(Items from a data source)
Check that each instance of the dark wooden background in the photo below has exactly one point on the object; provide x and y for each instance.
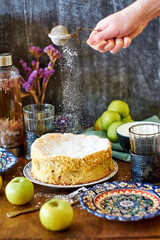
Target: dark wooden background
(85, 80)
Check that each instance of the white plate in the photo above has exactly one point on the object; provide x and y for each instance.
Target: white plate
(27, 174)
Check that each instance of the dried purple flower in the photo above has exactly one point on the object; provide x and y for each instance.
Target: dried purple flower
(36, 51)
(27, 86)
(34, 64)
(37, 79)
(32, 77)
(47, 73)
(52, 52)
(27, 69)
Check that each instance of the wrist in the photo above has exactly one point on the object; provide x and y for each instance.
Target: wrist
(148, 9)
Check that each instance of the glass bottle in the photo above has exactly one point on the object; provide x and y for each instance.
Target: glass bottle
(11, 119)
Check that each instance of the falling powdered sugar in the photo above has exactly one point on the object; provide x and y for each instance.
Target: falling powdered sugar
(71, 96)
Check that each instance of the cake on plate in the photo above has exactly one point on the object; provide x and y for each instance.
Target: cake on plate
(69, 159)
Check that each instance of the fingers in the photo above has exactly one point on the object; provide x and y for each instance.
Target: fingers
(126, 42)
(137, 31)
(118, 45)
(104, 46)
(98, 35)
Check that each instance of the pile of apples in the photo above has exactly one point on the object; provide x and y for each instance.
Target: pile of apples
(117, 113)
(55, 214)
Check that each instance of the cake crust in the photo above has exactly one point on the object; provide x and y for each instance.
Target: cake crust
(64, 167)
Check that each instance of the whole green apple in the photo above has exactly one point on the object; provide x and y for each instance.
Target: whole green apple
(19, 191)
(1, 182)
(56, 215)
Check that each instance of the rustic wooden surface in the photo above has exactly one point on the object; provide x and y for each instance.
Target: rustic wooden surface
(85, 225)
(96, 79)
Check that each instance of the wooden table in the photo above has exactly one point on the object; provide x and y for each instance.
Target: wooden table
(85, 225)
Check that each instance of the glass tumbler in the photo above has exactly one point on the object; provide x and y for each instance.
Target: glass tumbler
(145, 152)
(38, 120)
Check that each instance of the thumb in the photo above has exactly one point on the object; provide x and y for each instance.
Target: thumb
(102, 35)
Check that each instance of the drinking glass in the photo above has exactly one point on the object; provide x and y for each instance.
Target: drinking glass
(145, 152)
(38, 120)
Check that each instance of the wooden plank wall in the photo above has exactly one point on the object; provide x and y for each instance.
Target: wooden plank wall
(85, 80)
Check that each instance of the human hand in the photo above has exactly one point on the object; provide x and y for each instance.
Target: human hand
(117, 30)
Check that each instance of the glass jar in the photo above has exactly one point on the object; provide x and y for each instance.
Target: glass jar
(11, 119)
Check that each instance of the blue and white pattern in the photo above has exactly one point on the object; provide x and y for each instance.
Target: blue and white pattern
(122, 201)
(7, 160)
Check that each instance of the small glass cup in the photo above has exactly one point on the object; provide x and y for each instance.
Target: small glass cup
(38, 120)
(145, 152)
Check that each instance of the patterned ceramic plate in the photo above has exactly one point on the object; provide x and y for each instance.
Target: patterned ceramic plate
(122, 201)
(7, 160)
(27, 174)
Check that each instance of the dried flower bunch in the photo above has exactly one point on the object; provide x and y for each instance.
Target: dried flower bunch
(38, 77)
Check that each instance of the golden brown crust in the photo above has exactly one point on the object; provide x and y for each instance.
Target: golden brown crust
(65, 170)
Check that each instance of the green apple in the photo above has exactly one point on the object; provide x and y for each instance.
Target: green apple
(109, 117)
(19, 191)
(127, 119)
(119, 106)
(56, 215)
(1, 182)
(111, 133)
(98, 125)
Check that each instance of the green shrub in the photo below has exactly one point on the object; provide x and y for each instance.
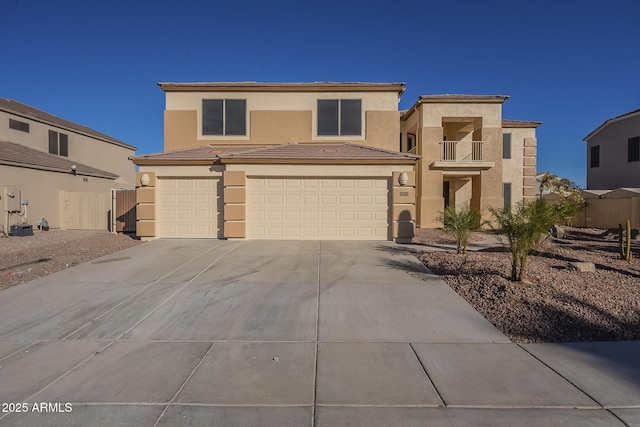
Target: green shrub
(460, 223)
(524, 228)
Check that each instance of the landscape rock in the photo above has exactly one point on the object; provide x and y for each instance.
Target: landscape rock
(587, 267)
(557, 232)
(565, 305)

**What the task requires**
Go through the data above and return each line containing the string "below".

**Output for this task**
Check that each instance of the dark wooden background in the photo below has exactly one point on the object; provide x and y for each instance.
Check that each instance of the green shrub in the photo below has exactly one point on the object; provide x and y for each instance.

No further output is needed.